### Selected excerpt
──────────

Used Season One & Four with seniors this year in NZ. So pretty far from the issues too. Came at it more from an English persepctive (well it was for an English class). Focused on Season One by comparing characterizations of McNulty and D'Angelo as individuals finding themselves at odds with their respective institutions. I like the idea of resiliancy - Season Four would be good for this - exploring how the boys cope. My students wrote comparative literature essays - exploring texts with similar themes. For developing visual literacy, we also explored the visual motif of surveillance in Season one, and how verisimilitude was created. All studets loved the series, though most found it tough going for the first few episodes. Heaps of resources around.

Hi Chris --

Several instructors at Guilford College in Greensboro, NC (including me) teach season 4 of The Wire as the major text in ENG 102: College Reading & Writing.  Some of us teach it in conjunction with the "education" and "equality" sections in Rereading America, a comp reader from Bedford St. Martin's.  Some also use (or use instead) They Say / I Say from WW Norton.

──────────

### What the task requires
Continue the forum discussion about teaching The Wire in English classes, starting right after its last sentence.

──────────

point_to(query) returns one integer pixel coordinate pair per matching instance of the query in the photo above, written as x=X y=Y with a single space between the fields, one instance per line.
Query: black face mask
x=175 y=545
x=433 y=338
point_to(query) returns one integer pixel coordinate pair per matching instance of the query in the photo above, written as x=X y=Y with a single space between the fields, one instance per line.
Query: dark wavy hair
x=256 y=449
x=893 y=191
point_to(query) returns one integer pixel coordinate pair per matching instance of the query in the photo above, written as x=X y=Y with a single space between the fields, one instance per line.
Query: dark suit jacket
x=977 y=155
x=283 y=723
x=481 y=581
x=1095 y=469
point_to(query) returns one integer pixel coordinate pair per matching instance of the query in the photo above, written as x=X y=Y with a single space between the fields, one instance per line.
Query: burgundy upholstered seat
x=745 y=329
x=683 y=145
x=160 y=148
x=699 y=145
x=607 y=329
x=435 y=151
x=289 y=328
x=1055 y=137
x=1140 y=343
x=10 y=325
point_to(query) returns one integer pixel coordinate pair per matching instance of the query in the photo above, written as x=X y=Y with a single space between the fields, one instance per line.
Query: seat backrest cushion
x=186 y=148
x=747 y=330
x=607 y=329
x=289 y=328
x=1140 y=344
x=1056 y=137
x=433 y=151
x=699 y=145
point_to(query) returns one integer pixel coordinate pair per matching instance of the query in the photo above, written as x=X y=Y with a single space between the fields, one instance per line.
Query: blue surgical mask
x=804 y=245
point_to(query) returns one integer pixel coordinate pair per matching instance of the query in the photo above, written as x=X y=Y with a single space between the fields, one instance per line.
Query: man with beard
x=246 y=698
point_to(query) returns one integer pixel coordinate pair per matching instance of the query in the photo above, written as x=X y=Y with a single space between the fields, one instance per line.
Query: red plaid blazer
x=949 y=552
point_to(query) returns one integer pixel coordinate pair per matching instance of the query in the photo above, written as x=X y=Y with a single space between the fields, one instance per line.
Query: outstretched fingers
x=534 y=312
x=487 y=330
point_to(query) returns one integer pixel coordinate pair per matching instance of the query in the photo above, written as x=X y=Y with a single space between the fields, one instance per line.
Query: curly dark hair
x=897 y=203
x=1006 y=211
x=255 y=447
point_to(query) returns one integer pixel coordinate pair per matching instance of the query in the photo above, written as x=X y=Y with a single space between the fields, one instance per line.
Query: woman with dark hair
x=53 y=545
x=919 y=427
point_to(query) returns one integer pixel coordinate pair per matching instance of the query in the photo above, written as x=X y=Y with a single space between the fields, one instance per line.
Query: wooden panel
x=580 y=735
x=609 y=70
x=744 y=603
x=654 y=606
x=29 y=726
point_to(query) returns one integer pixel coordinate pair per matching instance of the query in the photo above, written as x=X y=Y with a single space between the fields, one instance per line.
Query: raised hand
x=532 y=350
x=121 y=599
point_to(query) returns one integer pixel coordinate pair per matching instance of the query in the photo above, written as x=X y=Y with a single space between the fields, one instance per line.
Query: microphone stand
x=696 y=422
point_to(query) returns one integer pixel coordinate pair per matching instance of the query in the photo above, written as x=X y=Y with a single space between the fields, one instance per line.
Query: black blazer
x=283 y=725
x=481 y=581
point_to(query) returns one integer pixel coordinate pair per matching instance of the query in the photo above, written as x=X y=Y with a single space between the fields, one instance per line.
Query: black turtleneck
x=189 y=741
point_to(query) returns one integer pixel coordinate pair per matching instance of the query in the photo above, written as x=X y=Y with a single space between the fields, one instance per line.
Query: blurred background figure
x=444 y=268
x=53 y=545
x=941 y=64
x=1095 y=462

──────────

### The response
 

We have lots of students here who've not traveled far from their NC hometowns, or who've never left the American Southeast at all.  We also have a sizable "non-traditional/adult student" population.  In the past few years, the majority of students in Wire-focused sections of ENG 102 say (on course evaluations) that they LOVED working with the show itself & with the issues/ideas it raises.  

 

In my version of ENG 102, we first view & discuss a couple clips from season one: the opening scene of the entire series (the death of Snot-Boogie) and the scene where D'Angelo explains the game of chess to Wallace & Bodie.  Then I ask students to read/study the summaries of seasons 1-3 on HBO's website & on Wikipedia.  I also give a few low-stakes quizzes on selected characters--folks from seasons 1-3 who play important roles in season 4 (Prez, Bubbles, Bunny, Carver, etc).

 

This seems to be sufficient in terms of preparing the students to dive into season 4.  In terms of major writing assignments, I ask all students to focus their "analysis papers" on The Wire, and our discussions of the episodes focus on preparing them for this task.  (assignment instructions attached).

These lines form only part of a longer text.